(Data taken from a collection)
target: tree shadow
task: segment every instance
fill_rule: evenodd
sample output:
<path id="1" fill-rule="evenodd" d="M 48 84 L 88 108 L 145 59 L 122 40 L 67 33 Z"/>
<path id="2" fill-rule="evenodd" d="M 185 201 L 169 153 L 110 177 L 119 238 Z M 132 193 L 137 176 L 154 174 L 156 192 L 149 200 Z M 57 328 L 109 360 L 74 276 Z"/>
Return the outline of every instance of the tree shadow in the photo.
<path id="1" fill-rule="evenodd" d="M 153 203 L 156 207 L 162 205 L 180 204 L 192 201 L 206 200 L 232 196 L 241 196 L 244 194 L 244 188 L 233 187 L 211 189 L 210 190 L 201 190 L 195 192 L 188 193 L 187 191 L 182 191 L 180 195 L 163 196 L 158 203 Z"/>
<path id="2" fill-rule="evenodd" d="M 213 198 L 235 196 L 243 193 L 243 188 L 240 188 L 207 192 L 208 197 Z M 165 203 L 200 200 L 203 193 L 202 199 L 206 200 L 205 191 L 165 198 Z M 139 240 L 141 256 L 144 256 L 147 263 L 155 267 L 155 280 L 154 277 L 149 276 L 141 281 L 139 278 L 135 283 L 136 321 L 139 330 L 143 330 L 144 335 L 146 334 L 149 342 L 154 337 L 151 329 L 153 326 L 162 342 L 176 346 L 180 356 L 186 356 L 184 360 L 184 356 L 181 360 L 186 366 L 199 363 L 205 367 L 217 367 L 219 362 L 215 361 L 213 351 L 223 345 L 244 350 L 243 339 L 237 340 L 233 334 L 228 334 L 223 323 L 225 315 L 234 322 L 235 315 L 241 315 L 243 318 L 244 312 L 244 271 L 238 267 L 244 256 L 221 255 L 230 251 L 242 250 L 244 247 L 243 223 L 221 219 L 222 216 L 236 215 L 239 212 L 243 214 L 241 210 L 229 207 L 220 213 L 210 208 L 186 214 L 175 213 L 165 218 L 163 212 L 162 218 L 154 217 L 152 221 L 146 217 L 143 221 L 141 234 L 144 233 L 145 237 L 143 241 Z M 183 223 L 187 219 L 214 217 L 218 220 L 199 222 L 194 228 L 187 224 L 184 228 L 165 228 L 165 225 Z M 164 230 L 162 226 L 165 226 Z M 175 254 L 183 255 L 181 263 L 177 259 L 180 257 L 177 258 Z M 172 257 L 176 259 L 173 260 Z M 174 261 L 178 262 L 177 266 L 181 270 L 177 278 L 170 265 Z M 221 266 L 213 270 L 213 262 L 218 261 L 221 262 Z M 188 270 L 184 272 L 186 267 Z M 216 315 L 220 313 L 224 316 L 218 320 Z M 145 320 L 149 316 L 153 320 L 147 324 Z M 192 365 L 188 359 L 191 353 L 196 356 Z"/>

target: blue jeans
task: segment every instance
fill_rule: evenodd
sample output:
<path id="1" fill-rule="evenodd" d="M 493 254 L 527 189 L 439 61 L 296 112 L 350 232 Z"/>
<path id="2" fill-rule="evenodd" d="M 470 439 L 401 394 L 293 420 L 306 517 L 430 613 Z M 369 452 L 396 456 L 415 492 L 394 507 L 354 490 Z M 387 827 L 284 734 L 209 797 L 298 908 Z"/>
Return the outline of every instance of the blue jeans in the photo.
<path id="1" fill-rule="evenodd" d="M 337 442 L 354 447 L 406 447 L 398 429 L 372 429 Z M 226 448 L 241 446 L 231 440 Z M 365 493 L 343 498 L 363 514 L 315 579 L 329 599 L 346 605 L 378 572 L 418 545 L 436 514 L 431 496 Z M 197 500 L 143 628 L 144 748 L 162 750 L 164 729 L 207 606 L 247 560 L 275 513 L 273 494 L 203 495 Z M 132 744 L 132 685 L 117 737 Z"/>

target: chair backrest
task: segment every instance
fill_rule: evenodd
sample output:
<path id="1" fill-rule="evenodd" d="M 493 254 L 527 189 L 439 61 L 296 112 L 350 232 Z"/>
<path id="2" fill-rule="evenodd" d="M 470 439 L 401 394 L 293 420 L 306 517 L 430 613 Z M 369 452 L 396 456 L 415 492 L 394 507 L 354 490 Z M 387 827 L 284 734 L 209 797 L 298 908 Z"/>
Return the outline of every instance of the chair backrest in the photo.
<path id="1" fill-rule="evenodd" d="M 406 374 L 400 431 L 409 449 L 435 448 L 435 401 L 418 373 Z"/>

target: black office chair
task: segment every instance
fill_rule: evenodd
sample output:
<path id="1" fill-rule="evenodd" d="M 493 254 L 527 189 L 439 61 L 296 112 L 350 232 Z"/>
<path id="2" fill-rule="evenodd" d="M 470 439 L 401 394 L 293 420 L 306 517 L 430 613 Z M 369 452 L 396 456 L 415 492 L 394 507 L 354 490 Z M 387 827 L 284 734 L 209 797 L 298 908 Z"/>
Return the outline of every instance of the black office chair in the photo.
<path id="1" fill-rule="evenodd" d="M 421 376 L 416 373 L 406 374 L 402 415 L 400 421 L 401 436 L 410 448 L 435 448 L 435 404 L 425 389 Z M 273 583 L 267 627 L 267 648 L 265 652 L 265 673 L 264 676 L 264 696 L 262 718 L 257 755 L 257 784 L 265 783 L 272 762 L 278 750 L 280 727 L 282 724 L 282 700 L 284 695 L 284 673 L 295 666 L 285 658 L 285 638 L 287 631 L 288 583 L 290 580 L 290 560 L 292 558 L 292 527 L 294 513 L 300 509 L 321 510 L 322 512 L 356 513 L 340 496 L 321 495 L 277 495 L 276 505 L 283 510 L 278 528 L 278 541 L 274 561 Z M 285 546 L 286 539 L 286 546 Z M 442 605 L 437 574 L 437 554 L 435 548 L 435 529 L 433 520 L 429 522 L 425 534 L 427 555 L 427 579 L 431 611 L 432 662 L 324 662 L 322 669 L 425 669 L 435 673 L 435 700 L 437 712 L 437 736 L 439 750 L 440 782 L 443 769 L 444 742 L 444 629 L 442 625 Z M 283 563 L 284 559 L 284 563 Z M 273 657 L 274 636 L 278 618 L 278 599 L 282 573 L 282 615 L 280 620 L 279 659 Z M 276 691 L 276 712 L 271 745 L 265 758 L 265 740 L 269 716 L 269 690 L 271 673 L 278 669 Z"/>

• _Exercise details_: Reproduce the lines word for word, beginning with the first line of the records and stopping after the line that contains "Return the outline of every instance of the tree".

• _Response_:
target: tree shadow
task: segment every instance
fill_rule: evenodd
sample output:
<path id="1" fill-rule="evenodd" d="M 48 84 L 88 108 L 145 59 L 122 40 L 67 33 Z"/>
<path id="2" fill-rule="evenodd" d="M 185 201 L 169 153 L 110 177 L 119 238 Z M 132 193 L 137 176 L 154 174 L 156 192 L 149 200 Z M 57 328 L 109 360 L 74 276 Z"/>
Return the outline of every instance of the tree shadow in the photo.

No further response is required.